Exercise brief:
How many lines of the material below contain the string "beach"? Case counts, so reply with the number alone.

Provided information:
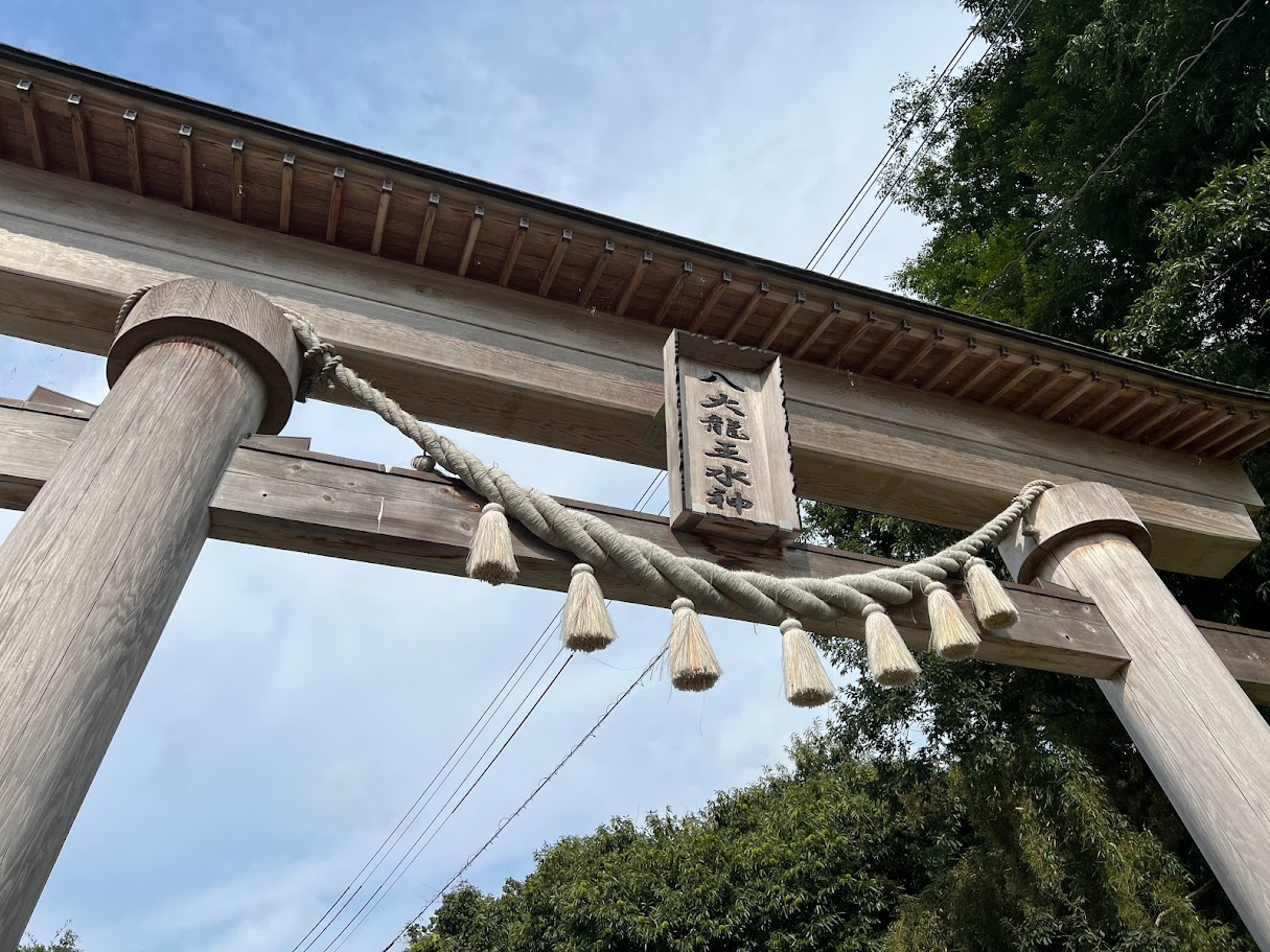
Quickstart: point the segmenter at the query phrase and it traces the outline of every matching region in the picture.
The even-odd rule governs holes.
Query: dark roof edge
* * *
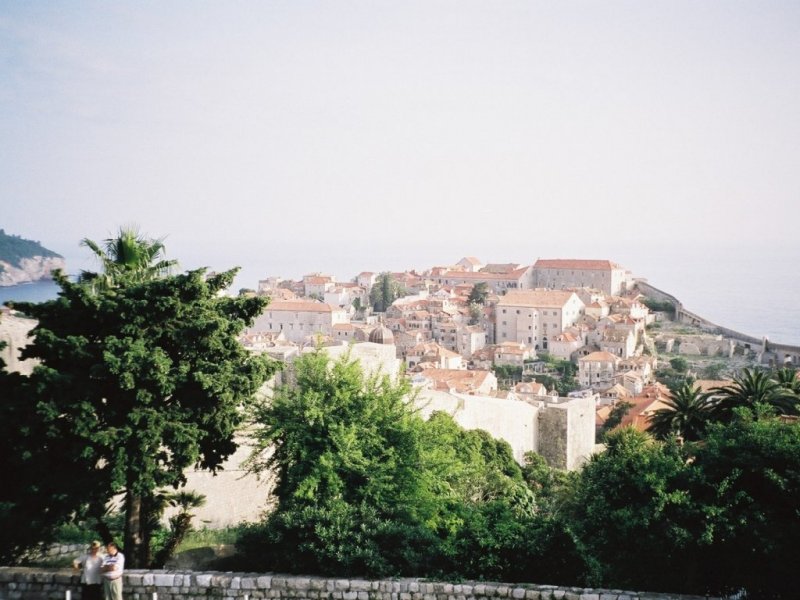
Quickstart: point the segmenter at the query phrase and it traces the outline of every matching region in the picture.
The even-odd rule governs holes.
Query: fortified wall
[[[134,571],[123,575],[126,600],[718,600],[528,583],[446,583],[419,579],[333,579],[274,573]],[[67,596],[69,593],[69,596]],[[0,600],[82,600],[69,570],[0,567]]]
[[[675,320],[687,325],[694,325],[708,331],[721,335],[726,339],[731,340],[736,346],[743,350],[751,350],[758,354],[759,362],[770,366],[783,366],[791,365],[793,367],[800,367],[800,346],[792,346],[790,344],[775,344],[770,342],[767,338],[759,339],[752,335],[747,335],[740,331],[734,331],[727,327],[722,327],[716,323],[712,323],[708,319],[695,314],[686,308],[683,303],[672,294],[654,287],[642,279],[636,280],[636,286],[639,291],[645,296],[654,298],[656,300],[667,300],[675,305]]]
...
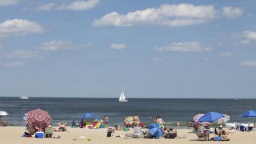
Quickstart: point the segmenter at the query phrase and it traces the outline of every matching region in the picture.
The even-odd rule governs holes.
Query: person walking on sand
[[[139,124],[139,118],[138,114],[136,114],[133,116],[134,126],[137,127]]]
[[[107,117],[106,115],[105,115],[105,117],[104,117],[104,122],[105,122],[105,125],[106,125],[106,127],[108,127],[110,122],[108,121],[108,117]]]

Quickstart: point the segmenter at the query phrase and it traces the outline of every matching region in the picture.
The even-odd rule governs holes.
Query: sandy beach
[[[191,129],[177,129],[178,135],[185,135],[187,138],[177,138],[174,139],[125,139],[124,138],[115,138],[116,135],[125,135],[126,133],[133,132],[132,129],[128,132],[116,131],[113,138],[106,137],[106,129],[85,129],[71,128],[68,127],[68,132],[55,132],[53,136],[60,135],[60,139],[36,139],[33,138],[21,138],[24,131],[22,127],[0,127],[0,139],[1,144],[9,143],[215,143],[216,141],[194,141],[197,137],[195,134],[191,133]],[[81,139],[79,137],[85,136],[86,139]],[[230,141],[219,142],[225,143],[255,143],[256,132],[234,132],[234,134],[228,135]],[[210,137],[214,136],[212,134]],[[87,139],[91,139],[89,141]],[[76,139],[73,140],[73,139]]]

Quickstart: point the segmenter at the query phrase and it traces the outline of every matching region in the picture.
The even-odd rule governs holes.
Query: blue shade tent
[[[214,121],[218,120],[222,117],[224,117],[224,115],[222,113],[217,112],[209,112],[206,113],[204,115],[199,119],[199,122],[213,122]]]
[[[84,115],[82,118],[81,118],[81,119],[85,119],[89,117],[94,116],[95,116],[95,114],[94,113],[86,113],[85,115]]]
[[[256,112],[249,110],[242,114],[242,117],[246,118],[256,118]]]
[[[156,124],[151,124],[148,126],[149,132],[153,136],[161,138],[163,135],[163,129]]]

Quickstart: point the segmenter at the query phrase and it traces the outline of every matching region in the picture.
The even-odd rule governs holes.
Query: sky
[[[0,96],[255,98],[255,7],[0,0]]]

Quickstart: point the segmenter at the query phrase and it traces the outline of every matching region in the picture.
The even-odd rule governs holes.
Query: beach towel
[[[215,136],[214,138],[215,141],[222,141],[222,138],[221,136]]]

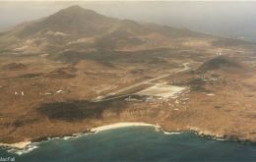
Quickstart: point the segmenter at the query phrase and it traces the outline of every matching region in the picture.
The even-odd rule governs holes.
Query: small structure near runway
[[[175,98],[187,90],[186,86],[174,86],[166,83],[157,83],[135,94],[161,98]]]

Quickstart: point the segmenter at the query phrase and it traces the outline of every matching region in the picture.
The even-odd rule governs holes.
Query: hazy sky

Task response:
2